▶ _Task description_: Without the pictures, repeat the listing character for character.

▶ _Supplied records_:
-.-.-
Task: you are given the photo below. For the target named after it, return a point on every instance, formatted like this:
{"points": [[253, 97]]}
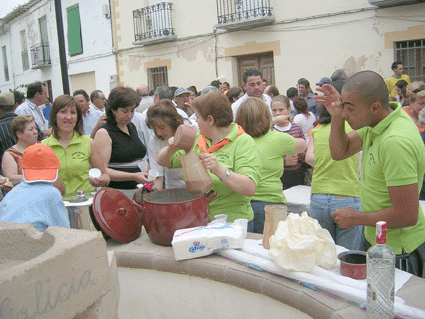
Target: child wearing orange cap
{"points": [[35, 200]]}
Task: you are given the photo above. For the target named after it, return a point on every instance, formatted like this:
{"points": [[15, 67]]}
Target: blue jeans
{"points": [[259, 215], [322, 205]]}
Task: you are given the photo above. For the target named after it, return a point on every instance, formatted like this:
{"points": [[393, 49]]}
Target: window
{"points": [[5, 68], [24, 52], [412, 55], [157, 77], [75, 42]]}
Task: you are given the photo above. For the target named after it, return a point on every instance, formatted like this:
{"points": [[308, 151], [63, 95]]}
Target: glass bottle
{"points": [[380, 276]]}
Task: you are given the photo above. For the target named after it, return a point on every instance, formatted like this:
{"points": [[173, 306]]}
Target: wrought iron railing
{"points": [[40, 55], [25, 61], [229, 11], [153, 22]]}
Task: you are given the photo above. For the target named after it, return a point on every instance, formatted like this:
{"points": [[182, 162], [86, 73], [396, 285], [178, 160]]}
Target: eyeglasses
{"points": [[419, 89]]}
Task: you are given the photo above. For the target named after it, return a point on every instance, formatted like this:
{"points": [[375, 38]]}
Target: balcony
{"points": [[25, 61], [40, 55], [153, 24], [239, 14]]}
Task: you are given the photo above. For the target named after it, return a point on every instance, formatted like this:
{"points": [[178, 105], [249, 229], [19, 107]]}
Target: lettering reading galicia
{"points": [[46, 298]]}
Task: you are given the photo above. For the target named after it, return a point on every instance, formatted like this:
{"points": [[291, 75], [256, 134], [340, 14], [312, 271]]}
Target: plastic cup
{"points": [[143, 166], [95, 173], [152, 174]]}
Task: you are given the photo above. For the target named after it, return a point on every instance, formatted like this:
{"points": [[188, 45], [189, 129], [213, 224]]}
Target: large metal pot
{"points": [[165, 211]]}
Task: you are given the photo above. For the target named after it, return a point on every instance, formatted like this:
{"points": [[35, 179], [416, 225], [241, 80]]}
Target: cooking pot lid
{"points": [[116, 215]]}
-.-.-
▶ _Response area_:
Task: you are given the photo below. For the target named after it, return a point on every instance, formatted like this:
{"points": [[253, 97]]}
Target: child wearing orange cap
{"points": [[35, 200]]}
Task: you are given the photo above. For the target named after it, return a point on every instance, formatted like this:
{"points": [[15, 67]]}
Target: blue jeans
{"points": [[259, 215], [322, 205]]}
Task: you are given the photo above. For the target named after it, return a point on every instance, formatted like this:
{"points": [[393, 49]]}
Target: window
{"points": [[5, 68], [24, 52], [412, 55], [157, 77], [75, 42]]}
Task: you are given the photo above. For the target named after it, return a point on every instance, formatted like this:
{"points": [[308, 151], [63, 95]]}
Target: glass bottle
{"points": [[380, 276]]}
Task: you are given the photo above. For the target named after it, return a point on every instance, formatted like this:
{"points": [[173, 306]]}
Target: wrought iron railing
{"points": [[40, 55], [25, 61], [229, 11], [153, 22]]}
Task: you are given the photo above. For the target named after it, return a point on every instance, formatted like this:
{"points": [[182, 162], [86, 73], [396, 285], [178, 160]]}
Target: eyeglasses
{"points": [[419, 89]]}
Task: you are given the photo above. For the target named after it, return a point on every instance, formatted like this:
{"points": [[375, 38]]}
Target: balcony
{"points": [[25, 61], [40, 55], [153, 24], [239, 14]]}
Task: you are given the photo above. For the target named after it, return a point on every instance, formatted like this:
{"points": [[178, 105], [249, 229], [19, 107]]}
Target: lettering reading galicia
{"points": [[46, 298]]}
Task: you are given the photo above. For the target named after it, return a point on every instance, formatted like this:
{"points": [[291, 75], [256, 134], [340, 14], [312, 271]]}
Target: plastic cup
{"points": [[143, 166], [95, 173], [152, 174]]}
Task: you are given the photo above. For the target named after it, return a point on every instance, formatted like this:
{"points": [[188, 45], [189, 129], [213, 224]]}
Target: large metal pot
{"points": [[165, 211]]}
Task: you are given the photo above. For the target named after it, return a point on every instance, formatted like this:
{"points": [[35, 179], [416, 225], [241, 80]]}
Target: cooking pot lid
{"points": [[116, 215]]}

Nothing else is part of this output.